**PROBLEM DETAILS**
Could the data below be printed out exactly, with the pictures left out?

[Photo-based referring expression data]

------------------------------

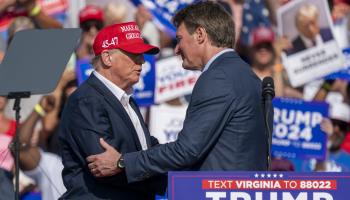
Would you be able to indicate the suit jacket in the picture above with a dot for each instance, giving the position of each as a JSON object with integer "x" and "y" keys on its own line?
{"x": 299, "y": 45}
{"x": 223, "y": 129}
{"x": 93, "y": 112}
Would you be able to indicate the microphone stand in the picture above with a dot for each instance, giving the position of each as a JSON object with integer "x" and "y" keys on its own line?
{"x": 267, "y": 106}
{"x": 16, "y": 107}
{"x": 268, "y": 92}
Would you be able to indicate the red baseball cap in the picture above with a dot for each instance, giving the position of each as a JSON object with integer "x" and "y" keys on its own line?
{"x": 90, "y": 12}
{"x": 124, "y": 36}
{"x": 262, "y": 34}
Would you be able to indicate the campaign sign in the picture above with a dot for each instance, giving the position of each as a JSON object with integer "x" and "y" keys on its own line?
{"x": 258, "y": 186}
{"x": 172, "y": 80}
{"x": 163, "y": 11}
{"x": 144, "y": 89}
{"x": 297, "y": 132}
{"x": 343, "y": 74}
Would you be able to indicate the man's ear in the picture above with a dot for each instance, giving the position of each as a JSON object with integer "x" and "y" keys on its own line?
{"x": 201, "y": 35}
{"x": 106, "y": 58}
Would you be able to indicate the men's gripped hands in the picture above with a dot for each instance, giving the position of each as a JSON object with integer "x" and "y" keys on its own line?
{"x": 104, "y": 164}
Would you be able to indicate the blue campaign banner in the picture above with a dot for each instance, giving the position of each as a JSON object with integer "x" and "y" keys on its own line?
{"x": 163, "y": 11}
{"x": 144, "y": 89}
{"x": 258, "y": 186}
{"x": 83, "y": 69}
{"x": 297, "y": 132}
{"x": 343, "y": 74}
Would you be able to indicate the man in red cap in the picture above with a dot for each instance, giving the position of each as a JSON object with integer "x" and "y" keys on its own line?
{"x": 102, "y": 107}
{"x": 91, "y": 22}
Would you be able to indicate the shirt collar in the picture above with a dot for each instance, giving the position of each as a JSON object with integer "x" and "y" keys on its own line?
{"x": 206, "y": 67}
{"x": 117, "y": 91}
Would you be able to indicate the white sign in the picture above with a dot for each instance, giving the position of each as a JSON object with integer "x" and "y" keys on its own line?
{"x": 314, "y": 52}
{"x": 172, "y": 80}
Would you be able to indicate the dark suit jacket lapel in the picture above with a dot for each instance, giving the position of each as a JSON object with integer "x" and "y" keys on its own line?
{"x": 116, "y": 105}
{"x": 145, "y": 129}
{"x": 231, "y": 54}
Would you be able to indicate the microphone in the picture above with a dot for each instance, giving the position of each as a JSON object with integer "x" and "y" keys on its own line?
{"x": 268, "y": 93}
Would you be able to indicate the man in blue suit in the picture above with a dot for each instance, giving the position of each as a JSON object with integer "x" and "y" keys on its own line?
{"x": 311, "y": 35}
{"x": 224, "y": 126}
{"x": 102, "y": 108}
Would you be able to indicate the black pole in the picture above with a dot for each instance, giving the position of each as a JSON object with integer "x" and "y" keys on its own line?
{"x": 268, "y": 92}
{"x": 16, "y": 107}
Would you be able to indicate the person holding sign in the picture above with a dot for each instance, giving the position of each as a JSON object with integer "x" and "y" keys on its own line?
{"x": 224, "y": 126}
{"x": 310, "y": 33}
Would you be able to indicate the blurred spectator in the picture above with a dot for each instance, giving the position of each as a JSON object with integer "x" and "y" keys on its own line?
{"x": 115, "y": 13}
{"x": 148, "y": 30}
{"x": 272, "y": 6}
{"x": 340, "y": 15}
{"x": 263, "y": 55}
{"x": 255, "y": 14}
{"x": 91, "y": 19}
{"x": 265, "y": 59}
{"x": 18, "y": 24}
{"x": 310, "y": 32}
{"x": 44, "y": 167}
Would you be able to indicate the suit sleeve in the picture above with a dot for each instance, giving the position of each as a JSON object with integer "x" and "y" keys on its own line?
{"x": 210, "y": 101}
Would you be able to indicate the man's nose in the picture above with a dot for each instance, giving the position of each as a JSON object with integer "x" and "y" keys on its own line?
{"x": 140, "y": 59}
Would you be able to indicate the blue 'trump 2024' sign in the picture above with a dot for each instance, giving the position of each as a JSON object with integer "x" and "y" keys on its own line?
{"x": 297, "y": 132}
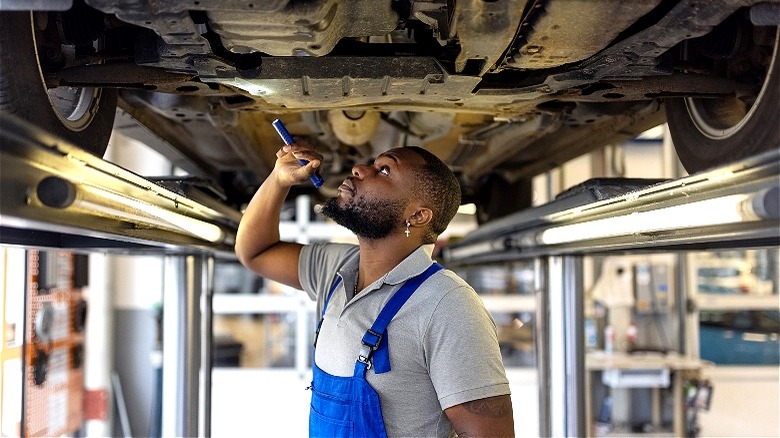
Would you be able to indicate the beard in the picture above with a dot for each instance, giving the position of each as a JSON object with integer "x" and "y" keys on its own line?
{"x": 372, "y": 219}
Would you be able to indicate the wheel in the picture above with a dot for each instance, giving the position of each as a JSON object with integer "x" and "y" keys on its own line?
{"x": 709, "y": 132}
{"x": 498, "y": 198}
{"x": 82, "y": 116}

------------------------------

**ANSWER FOR THIS EXERCISE**
Would you be able to indicate the suit jacket in the picture above with a dot for each instance, giving the position of each as a JSON object with integer "x" and "y" keys on its own line?
{"x": 299, "y": 45}
{"x": 223, "y": 129}
{"x": 93, "y": 112}
Would you be able to indicate the microphone stand in the picture above with a dot for each instance, giving the position of each as a JSON object with integer "x" and "y" keys on its own line?
{"x": 267, "y": 106}
{"x": 16, "y": 107}
{"x": 268, "y": 92}
Would you be able to indicate the red baseball cap in the picture above with a dot for each instance, giving the position of each as a JSON object with integer "x" and "y" keys on its own line?
{"x": 90, "y": 12}
{"x": 124, "y": 36}
{"x": 262, "y": 34}
Would you be able to indicate the campaign sign in the picture above with a dot for each instance, giving the position of each as a JSON object with integer "x" and "y" keys on its own line?
{"x": 258, "y": 186}
{"x": 172, "y": 80}
{"x": 163, "y": 11}
{"x": 144, "y": 89}
{"x": 297, "y": 132}
{"x": 343, "y": 74}
Would you be able to indicate the man's ear in the picture above with a dot for each instance, giving the position of each as a JSON object with integer "x" and "y" keys on its own line?
{"x": 201, "y": 35}
{"x": 106, "y": 58}
Would you be able to indicate the men's gripped hands in the picture above with a dot for each instance, giving the position of each as a JSON object with integer "x" and "y" keys on its own line?
{"x": 104, "y": 164}
Would you be able to indicate the blue campaign banner in the picture above with a dot for each instance, giving the position of each as a JSON object with integer "x" and "y" keys on its own line?
{"x": 163, "y": 11}
{"x": 144, "y": 89}
{"x": 258, "y": 186}
{"x": 83, "y": 69}
{"x": 297, "y": 132}
{"x": 343, "y": 74}
Would you be able to indicate the man in red cap in the picture above with a dot for each instance, giving the position of each as a JSON object with integer "x" and "y" keys on its own line?
{"x": 102, "y": 107}
{"x": 91, "y": 22}
Would you be able to indicate the shirt collar in the picture above with a dot for each instance, giving the position of each as a JSON object with integer "x" and "y" keys on its own line?
{"x": 206, "y": 67}
{"x": 117, "y": 91}
Would you be able to indicate the white sign in the picture above with a dot for each instance, giving the position of each as a JSON object with integer "x" and "y" keys on its own line?
{"x": 314, "y": 52}
{"x": 172, "y": 80}
Would you be able to indicate the dark suit jacket lapel in the picture above with a dot for each instance, giving the position of each as a JSON object with integer "x" and "y" keys on its own line?
{"x": 116, "y": 105}
{"x": 145, "y": 129}
{"x": 231, "y": 54}
Would you be able to indicate the microphone in the picture above with a dot for each instance, giving the position of each as a JSON object with integer "x" and "y" keys on its own line?
{"x": 268, "y": 93}
Would you be able to indicate the man in blue suit in the picture above with a dot for each instance, giving the position of each as a JSON object with integer "x" and "y" keys on its own line?
{"x": 311, "y": 35}
{"x": 224, "y": 126}
{"x": 102, "y": 108}
Would you be able to indicate the black pole in the picture above with a dot for each instance, giving the position of each as a JSON object with integer "x" and "y" keys on its own line?
{"x": 268, "y": 92}
{"x": 16, "y": 107}
Would you be able to indicate the person holding sign in the picture above with a dot for each instance, giving the position of each as a JSON object with integer "x" and "y" keys on its own line?
{"x": 224, "y": 126}
{"x": 310, "y": 33}
Would you be able to indicate the blurred spectator in the picture above with a dot for each instance, giving the position of each as a JSON object with integer "x" and "y" keys on its own line?
{"x": 115, "y": 13}
{"x": 148, "y": 30}
{"x": 272, "y": 6}
{"x": 340, "y": 15}
{"x": 263, "y": 55}
{"x": 255, "y": 14}
{"x": 91, "y": 19}
{"x": 265, "y": 59}
{"x": 18, "y": 24}
{"x": 310, "y": 32}
{"x": 44, "y": 167}
Would you be able to indicate the suit sleeve in the picture above with a dot for each instance, giving the position of each as a JSON object with integer "x" and "y" keys on its own line?
{"x": 210, "y": 101}
Would you be able to indicate the man's nose in the picture above with a dot for each instance, giving the position of each as a JSON object with integer "x" and "y" keys on its own line?
{"x": 140, "y": 59}
Would you be able to indicate the blue 'trump 2024' sign in the picture above with a dot for each instance, giving the position of each as a JSON object with integer "x" and "y" keys on its own line?
{"x": 297, "y": 132}
Would you be able to indicate the beard in the picture above with a dot for each instance, giving the position of each as a JSON object with integer "x" and "y" keys on its own line?
{"x": 372, "y": 219}
Would you be able to indicate the wheel in the picture above with a dot for each instance, giving the position of each as a JSON object with integer "x" and "y" keys on its own line?
{"x": 709, "y": 132}
{"x": 498, "y": 198}
{"x": 82, "y": 116}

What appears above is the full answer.